--- Begin EXTRACT PROVIDED ---

Recommendation from 45th GST council meeting held on 17th Sep 2021 with some sort of analysis in the bracket.

Measures for Trade facilitation:

In the spirit of earlier Council decision that interest is to be charged only in respect of net cash liability, section 50 (3) of the CGST Act to be amended retrospectively, w.e.f. 01.07.2017, to provide that interest is to be paid by a taxpayer on “ineligible ITC availed and utilized” and not on “ineligible ITC availed”. It has also been decided that interest in such cases should be charged on ineligible ITC availed and utilized at 18% w.e.f. 01.07.2017.”

Analysis on Recommendation from 45th GST Council Meeting

(Important to note from this above wording, in whatever way the law is amended, the intention of the legislature to levy tax only if the tax liability is payable in cash. As this amendment is proposed w.e.f. 1st of July 2017, the assessee may explore the option of refund, if interest has been paid on account of ineligible ITC availed and reversed without utilizing the same. This change is welcome move, hopefully, the law would be amended in an unambiguous way)

“Taxpayers whose annual aggregate turnover in preceding financial year is above Rs. 5 crores shall furnish ITC-04 once in six months;

Taxpayers whose annual aggregate turnover in preceding financial year is upto Rs. 5 crores shall furnish ITC-04 annually.”

(It will help in ease of compliance)

“Unutilized balance in CGST and IGST cash ledger may be allowed to be transferred between distinct persons (entities having same PAN but registered in different states), without going through the refund procedure, subject to certain safeguards.”

(Concept of Person being distinct is only for GST perspective, otherwise, it is one and same person only. Hence it will help the registered person to unlock its working capital and less administrative work for GST department)

“Issuance of the following circulars in order to remove ambiguity and legal disputes on various issues, thus benefiting taxpayers at large:

Clarification on scope of “intermediary services”

Clarification relating to interpretation of the term “merely establishment of distinct person” in condition (v) of the Section 2 (6) of the IGST Act 2017 for export of services. A person incorporated in India under the Companies Act, 2013 and a person incorporated under the laws of any other country are to be treated as separate legal entities and would not be barred by the condition (v) of the sub-section (6) of the section 2 of the IGST Act 2017 for considering a supply of service as export of services.”

(As we understand that there is always dispute on the definition of “intermediary services”. Definition of intermediary services creates a legal fiction and decides the POS at the location service provider as against the service recipient and deny the benefit of export. We have seen that the Bombay High Court is divided on its opinion on whether services provided by intermediaries to overseas clients are Constitutionally permitted to be taxed under the goods and services tax law.

--- End EXTRACT PROVIDED ---

> _THE TASK_
Reproduce word for word the passage of the GST council recommendations above, starting with the words "(Concept of Person" and ending with the words "for GST department)".

--- Begin GIVEN DATA ---

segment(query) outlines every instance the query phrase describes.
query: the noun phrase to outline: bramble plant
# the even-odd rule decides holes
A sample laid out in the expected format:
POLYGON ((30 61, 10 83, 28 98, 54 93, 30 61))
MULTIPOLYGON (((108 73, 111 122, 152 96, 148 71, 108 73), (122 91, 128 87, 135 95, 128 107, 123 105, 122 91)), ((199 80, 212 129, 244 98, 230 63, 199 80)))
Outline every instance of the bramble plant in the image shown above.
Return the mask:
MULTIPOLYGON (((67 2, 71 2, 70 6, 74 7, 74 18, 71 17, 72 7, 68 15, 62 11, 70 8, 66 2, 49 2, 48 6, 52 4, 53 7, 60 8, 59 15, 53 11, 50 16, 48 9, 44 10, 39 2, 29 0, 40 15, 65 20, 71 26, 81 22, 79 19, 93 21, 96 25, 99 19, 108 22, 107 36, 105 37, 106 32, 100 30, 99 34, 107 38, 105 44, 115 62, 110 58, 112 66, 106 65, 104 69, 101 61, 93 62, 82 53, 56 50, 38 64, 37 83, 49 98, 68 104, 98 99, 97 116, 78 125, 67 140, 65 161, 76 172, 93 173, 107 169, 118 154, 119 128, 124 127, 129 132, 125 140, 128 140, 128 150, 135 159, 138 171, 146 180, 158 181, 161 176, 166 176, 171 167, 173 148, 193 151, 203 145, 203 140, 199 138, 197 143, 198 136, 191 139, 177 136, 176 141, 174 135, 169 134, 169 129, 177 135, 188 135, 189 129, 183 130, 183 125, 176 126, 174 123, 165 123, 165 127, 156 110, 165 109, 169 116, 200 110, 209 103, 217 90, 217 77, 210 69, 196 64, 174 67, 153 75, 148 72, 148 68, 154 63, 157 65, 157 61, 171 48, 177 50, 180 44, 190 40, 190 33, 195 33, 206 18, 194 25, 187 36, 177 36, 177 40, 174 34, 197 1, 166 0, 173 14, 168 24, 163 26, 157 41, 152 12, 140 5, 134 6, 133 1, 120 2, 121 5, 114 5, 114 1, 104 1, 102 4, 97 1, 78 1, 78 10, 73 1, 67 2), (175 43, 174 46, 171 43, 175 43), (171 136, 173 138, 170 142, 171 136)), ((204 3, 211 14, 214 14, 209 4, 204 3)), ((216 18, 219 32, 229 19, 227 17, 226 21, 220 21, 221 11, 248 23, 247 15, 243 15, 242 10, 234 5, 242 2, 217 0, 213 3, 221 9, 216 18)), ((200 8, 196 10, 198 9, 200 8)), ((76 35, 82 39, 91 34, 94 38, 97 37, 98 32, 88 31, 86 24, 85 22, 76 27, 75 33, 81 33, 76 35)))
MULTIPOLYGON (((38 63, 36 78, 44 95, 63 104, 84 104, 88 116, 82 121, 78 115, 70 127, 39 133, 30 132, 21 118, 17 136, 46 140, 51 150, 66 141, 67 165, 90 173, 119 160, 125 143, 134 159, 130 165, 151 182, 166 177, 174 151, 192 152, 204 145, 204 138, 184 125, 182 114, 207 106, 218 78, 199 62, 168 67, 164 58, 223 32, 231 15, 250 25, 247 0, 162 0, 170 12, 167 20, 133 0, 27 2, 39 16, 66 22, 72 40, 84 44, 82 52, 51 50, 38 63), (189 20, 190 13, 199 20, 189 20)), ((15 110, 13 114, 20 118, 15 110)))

--- End GIVEN DATA ---

> _TASK OUTPUT_
(Concept of Person being distinct is only for GST perspective, otherwise, it is one and same person only. Hence it will help the registered person to unlock its working capital and less administrative work for GST department)